◆ **Data excerpts**
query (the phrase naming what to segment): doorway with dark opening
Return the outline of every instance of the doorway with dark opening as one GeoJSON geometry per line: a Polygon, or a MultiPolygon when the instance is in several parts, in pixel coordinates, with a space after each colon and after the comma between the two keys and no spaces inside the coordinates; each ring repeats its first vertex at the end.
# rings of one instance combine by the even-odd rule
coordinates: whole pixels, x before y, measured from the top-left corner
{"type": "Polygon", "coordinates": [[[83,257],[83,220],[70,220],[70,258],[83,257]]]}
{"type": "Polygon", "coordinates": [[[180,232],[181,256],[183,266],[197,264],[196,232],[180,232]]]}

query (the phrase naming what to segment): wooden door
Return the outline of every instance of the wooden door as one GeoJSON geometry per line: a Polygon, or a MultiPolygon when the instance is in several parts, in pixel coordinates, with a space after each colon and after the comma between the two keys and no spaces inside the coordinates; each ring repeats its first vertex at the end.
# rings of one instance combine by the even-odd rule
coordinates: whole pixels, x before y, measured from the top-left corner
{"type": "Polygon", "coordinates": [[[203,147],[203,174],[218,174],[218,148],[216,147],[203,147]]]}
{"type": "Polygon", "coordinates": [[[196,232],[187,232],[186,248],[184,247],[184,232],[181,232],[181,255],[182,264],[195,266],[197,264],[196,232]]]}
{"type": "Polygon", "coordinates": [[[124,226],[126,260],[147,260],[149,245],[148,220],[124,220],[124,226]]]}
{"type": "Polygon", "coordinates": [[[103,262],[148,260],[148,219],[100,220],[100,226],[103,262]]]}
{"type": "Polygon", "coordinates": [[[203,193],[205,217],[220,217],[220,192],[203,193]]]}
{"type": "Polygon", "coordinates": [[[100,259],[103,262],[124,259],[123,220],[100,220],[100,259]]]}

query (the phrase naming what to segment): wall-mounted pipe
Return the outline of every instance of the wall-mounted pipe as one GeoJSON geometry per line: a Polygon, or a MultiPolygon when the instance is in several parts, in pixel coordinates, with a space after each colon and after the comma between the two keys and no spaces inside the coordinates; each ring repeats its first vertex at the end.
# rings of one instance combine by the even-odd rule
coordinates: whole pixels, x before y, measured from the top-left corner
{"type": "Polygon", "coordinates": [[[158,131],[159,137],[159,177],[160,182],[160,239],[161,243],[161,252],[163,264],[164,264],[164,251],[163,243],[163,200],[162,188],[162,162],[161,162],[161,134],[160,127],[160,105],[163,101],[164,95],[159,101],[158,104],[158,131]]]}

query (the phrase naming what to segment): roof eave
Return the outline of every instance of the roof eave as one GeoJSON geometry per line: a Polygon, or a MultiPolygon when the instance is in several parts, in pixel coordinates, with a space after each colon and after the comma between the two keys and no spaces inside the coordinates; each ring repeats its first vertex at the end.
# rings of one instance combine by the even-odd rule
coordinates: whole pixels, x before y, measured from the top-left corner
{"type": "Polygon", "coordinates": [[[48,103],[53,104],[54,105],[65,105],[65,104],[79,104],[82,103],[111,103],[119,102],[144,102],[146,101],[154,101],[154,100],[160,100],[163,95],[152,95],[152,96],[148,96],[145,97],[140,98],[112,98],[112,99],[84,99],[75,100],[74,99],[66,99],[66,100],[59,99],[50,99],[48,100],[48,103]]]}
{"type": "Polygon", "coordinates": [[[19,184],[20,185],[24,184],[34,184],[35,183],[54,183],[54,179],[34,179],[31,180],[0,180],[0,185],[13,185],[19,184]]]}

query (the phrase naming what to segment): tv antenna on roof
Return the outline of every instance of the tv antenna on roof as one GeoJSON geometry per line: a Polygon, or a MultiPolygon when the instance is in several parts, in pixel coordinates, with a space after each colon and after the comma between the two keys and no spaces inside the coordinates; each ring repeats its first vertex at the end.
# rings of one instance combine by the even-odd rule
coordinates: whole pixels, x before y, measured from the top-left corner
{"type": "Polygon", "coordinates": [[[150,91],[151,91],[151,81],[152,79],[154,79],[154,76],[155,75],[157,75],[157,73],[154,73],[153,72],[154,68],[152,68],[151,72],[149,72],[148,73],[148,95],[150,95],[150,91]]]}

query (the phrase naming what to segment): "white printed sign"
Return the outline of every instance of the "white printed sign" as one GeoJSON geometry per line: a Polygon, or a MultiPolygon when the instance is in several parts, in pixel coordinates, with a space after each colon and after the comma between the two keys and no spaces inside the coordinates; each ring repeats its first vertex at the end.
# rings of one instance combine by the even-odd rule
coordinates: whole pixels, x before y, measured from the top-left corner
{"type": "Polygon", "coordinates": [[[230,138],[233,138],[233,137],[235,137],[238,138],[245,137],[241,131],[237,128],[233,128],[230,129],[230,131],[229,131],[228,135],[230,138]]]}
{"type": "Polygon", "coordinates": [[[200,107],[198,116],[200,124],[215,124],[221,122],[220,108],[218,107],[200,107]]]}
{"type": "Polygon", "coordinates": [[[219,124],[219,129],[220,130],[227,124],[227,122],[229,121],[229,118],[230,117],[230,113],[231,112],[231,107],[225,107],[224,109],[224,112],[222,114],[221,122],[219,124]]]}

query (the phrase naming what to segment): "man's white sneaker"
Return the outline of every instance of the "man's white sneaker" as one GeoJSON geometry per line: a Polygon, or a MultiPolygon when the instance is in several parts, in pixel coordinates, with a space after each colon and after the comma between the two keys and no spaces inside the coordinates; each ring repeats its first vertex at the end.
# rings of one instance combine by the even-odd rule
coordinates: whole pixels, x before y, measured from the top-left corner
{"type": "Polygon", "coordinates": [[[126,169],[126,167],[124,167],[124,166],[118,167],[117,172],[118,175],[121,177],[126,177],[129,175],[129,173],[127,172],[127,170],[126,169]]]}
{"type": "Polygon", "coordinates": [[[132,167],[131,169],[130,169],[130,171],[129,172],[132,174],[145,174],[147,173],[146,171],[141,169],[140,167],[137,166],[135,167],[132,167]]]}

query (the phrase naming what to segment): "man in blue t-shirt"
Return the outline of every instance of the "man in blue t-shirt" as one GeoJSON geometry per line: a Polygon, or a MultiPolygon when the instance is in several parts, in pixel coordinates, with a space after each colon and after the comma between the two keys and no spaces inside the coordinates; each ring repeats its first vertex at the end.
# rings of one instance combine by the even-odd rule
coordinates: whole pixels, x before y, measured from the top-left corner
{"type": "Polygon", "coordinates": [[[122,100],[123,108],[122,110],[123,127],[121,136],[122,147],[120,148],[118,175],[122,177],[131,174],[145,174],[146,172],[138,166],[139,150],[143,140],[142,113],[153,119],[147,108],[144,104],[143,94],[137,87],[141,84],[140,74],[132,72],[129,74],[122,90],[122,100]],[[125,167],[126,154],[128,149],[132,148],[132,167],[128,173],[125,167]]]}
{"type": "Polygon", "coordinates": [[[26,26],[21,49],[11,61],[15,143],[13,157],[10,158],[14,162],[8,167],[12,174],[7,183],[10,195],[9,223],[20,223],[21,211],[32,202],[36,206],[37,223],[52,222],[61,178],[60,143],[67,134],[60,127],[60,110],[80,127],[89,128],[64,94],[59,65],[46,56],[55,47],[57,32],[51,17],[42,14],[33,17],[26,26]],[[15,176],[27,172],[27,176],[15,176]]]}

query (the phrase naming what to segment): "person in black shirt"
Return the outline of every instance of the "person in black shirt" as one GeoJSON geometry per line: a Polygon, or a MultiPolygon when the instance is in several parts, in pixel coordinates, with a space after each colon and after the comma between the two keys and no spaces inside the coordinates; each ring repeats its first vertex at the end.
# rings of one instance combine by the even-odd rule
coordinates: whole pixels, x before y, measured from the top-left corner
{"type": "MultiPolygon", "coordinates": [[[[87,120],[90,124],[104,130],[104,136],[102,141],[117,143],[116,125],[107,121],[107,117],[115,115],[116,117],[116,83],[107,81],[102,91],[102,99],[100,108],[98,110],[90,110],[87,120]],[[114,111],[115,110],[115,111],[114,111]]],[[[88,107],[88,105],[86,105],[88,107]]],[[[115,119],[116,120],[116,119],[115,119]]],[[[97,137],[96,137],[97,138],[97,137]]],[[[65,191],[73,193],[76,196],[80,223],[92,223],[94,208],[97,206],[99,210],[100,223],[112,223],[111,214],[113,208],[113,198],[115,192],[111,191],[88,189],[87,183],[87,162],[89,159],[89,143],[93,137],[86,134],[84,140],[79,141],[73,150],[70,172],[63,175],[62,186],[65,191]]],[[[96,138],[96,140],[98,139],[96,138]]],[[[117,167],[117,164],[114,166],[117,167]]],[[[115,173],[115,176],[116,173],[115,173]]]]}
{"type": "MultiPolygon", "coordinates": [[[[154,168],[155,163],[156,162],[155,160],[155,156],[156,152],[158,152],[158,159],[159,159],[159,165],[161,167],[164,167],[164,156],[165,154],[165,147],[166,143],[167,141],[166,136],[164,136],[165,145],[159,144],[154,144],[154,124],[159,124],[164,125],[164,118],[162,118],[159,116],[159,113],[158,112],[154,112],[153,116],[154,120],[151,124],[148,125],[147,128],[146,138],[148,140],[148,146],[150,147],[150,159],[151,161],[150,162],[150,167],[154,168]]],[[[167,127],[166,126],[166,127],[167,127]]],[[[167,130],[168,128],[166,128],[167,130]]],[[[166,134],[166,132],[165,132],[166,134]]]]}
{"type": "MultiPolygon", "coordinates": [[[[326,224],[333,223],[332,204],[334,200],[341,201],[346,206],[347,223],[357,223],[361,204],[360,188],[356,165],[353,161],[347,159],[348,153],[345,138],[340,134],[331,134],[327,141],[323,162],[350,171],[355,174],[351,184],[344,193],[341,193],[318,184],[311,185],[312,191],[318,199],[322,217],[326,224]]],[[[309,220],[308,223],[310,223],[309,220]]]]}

◆ **Given task**
Reproduce the data above verbatim, starting with the line that contains "query (the phrase naming what to segment): wall-mounted" and going on through the line that contains "Return the outline of every instance of the wall-mounted". Include both of those lines and nothing else.

◆ **The solution**
query (the phrase naming what to segment): wall-mounted pipe
Return the outline of every instance of the wall-mounted pipe as one GeoJSON geometry per line: a Polygon, or a MultiPolygon when the instance is in several parts, in pixel coordinates, with a space after each colon and after the comma between the two keys and no spaces inside the coordinates; each ring repeats its first vertex at the end.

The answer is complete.